=== TASK BRIEF ===
Set down a precise copy of the whole listing.

=== GIVEN DATA ===
== Segment start ==

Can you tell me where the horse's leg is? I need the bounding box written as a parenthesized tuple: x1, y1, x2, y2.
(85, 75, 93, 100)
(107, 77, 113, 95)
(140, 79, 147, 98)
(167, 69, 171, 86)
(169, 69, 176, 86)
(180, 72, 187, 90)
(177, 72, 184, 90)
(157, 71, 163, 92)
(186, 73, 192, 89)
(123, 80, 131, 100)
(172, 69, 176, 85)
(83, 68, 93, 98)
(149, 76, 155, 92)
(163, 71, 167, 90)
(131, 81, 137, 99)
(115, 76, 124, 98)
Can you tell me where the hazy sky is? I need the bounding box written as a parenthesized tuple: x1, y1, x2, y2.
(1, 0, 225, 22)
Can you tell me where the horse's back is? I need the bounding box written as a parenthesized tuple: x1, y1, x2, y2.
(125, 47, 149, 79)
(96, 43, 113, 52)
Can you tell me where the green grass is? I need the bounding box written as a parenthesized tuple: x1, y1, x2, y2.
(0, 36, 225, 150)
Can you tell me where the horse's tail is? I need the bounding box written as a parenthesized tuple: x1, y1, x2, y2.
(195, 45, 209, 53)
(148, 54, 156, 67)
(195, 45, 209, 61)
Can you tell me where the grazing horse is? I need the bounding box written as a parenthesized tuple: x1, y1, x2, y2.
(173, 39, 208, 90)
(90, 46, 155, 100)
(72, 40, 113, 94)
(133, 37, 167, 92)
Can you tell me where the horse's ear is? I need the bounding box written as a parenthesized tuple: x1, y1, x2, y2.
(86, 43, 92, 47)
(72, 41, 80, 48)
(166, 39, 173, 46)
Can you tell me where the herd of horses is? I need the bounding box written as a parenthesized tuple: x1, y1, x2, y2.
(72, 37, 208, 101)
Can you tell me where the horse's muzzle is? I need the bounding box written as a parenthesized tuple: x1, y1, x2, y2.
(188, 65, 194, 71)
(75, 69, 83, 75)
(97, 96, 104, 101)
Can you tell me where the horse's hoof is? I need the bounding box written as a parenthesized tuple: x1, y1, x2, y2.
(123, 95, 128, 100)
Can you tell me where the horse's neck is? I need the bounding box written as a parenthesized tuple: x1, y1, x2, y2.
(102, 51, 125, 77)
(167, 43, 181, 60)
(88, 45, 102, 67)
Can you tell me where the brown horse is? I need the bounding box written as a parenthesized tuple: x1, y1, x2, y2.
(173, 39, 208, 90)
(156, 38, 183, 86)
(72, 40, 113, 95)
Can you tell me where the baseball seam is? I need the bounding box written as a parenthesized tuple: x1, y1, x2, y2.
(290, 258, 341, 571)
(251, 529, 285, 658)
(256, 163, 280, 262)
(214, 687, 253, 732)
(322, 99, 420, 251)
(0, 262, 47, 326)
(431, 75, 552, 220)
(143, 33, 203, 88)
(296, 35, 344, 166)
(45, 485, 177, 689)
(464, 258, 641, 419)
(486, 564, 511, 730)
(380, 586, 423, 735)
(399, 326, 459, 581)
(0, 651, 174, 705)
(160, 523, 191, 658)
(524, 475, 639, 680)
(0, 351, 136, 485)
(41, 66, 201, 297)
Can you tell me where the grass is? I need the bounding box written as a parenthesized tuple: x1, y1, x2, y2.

== Segment end ==

=== EXERCISE RESULT ===
Can you tell me where the horse's leg is? I need the bounding box written as a parenthesized tuple: x1, y1, x2, y2.
(85, 75, 93, 100)
(107, 77, 113, 95)
(140, 79, 147, 98)
(167, 69, 171, 86)
(169, 69, 176, 86)
(180, 72, 187, 90)
(177, 72, 184, 90)
(157, 71, 163, 92)
(186, 73, 192, 89)
(123, 80, 131, 100)
(172, 69, 176, 85)
(83, 68, 93, 98)
(149, 76, 155, 92)
(163, 71, 167, 90)
(131, 81, 137, 99)
(115, 76, 124, 98)
Can you tell me where the hazy sky is? I need the bounding box written as a parenthesized tuple: x1, y1, x2, y2.
(1, 0, 225, 22)
Can you tell me where the horse's back is? I need the bounding box written as a parenthesized tuple: x1, y1, x2, y2.
(125, 47, 149, 79)
(96, 43, 113, 52)
Can you tell me where the green grass is? I need the bounding box written as a parenthesized tuple: x1, y1, x2, y2.
(0, 36, 225, 150)
Can you tell me where the horse's tail is? I need the bounding box written as a parenthesized tuple: x1, y1, x2, y2.
(195, 45, 209, 53)
(148, 54, 156, 67)
(195, 45, 209, 61)
Can you tell me where the grazing horse is? I need the bounding box written as a parenthesized tuple: x1, y1, x2, y2.
(173, 39, 208, 90)
(90, 46, 155, 100)
(72, 40, 113, 94)
(133, 37, 167, 92)
Can you tell me where the horse's ear is? I need the bounding box written as a parenthesized tuple: x1, y1, x2, y2.
(86, 43, 92, 47)
(72, 41, 80, 48)
(166, 39, 173, 46)
Can you tell me where the herd of horses is? I need the bounding box written as a parenthesized tuple: x1, y1, x2, y2.
(72, 37, 208, 101)
Can you tell me where the horse's muzzle is? I need the bounding box written as a parenthesized tuple: x1, y1, x2, y2.
(188, 65, 194, 71)
(75, 69, 83, 75)
(97, 96, 104, 101)
Can you tell me where the horse's hoof is? I need the bounding box written as a parenthesized tuple: x1, y1, x2, y2.
(123, 95, 128, 100)
Can you tell me where the horse's neck is? I need the bounding box written as a parenthesized tuple: x1, y1, x2, y2.
(102, 51, 125, 77)
(167, 43, 181, 60)
(88, 45, 102, 67)
Can you tell me where the brown horse is? I need the bounding box written as a parenthesized tuple: x1, y1, x2, y2.
(173, 39, 208, 90)
(156, 38, 183, 86)
(72, 40, 113, 95)
Can you tell me where the baseball seam is? I need the bounding box written as a parenthesized tuple: x1, y1, x2, y2.
(290, 258, 341, 571)
(251, 529, 285, 658)
(256, 163, 280, 262)
(214, 687, 253, 732)
(322, 99, 420, 251)
(0, 262, 47, 326)
(431, 75, 552, 220)
(143, 33, 203, 88)
(296, 35, 344, 166)
(45, 485, 177, 689)
(464, 258, 641, 419)
(486, 564, 511, 730)
(380, 586, 423, 735)
(399, 326, 459, 581)
(0, 651, 174, 705)
(160, 523, 191, 658)
(524, 475, 639, 680)
(0, 351, 136, 485)
(41, 66, 201, 297)
Can you tell me where the grass is? I need the bounding box written as a parenthesized tuple: x1, y1, x2, y2.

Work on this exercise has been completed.